DATA LISTING:
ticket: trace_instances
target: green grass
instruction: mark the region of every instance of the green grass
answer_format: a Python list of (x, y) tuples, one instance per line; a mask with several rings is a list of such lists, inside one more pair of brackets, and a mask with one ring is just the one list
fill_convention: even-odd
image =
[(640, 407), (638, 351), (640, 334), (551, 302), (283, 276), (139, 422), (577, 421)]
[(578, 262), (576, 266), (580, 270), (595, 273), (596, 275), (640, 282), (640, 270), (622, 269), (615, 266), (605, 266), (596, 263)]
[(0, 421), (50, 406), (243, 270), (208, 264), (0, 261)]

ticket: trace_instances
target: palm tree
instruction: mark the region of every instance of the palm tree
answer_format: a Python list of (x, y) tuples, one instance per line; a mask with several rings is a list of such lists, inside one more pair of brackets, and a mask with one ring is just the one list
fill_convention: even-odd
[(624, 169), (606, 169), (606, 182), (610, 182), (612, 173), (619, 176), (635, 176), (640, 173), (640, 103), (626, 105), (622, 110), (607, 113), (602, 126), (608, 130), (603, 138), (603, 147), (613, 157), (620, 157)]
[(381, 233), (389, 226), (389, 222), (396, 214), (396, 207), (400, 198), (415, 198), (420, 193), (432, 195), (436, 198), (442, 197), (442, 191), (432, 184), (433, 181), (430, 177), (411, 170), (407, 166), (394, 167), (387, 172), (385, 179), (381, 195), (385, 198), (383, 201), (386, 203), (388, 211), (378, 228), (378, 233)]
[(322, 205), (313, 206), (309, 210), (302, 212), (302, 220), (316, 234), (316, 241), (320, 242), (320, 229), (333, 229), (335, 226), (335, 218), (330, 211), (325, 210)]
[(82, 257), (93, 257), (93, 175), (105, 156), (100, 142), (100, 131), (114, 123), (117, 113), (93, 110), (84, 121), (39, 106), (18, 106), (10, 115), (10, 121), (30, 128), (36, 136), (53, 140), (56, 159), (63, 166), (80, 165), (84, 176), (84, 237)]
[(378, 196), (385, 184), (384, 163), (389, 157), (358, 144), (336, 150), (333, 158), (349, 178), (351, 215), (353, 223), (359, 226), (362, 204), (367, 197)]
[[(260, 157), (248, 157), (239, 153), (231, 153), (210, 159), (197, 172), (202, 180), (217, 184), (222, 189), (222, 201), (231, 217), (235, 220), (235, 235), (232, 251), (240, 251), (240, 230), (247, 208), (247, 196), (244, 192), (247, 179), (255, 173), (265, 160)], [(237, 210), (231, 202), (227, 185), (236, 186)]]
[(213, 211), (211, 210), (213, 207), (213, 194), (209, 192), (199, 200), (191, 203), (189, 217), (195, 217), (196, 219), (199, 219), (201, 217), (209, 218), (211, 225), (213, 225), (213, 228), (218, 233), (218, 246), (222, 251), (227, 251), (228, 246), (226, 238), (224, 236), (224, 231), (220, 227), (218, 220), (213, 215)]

DIRECTIONS: Each line of the entries holding the string "instruction" should be found and copied.

SOLUTION TO THIS PROBLEM:
instruction: mark the region of every instance of the green grass
instruction: mark the region of every instance of the palm tree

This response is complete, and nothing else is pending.